• LIST OF TASKS
1. In the forum post about tabula-py, how many pages long is the vocabulary table the writer wants to extract?
2. In the forum post about tabula-py, write out the part starting with "E.g., in the" and going on through "ways around that?", with "term" in place of "word" wherever it occurs.

• PASSAGE TO READ
--- START ---

Extracting tables from PDF using tabula-py fails to properly detect rows-CodePudding

Problem

I want to extract a 70-page vocabulary table from a PDF and turn it into a CSV to use in [any vocabulary learning app]. Tabula-py and its read_pdf function is a popular solution to extract the tables, and it did detect the columns ideally without any fine-tuning. But, it only detected the columns well and had difficulties with the multi-line rows, splitting each line into a different row.

E.g., in the PDF you will have columns 2 and 3. The table on Stackoverflow doesn't seem to allow multi-line content either, so I added row numbers. Just merge the row 1 in your head.

Row number	German	Latin
1	First word	Translation for first word
1	with many lines of content	[phonetic vocabulary thingy]
1	and more lines
2	Second word	Translation for second word

Instead of fine-tuning the read_pdf parameters, are there ways around that?

--- END ---

• STORED DATA
--- START ---

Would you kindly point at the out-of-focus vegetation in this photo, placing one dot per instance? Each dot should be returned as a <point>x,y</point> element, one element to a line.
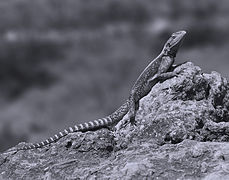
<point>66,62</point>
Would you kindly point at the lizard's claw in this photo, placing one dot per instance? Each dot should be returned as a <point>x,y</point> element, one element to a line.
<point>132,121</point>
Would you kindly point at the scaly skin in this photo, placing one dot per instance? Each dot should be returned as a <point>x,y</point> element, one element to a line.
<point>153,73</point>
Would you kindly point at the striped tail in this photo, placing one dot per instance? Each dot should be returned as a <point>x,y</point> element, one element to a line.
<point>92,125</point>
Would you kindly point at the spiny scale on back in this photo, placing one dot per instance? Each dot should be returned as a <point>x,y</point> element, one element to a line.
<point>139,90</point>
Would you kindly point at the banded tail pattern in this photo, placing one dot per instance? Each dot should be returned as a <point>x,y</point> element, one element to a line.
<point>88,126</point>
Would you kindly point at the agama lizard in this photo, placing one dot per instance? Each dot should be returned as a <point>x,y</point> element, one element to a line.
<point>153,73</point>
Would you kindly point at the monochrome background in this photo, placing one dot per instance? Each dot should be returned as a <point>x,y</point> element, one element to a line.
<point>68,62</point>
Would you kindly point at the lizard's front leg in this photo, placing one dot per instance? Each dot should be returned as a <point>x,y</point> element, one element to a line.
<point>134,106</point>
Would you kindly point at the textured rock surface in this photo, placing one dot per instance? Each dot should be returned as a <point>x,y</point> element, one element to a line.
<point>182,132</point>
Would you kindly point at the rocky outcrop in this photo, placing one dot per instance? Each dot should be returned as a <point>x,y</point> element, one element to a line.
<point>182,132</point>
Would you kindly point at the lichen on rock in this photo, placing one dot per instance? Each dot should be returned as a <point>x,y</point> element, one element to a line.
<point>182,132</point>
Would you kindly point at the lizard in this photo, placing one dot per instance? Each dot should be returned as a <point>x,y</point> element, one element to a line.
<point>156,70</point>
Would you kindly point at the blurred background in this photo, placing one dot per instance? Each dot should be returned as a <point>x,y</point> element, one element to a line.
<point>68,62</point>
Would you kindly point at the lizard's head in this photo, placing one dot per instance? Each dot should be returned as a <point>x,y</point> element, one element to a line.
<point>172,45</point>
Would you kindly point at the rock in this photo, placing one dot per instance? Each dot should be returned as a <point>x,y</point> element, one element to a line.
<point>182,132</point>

--- END ---

• FULL SOLUTIONS
1. The table is 70 pages long.

2.
E.g., in the PDF you will have columns 2 and 3. The table on Stackoverflow doesn't seem to allow multi-line content either, so I added row numbers. Just merge the row 1 in your head.

Row number	German	Latin
1	First term	Translation for first term
1	with many lines of content	[phonetic vocabulary thingy]
1	and more lines
2	Second term	Translation for second term

Instead of fine-tuning the read_pdf parameters, are there ways around that?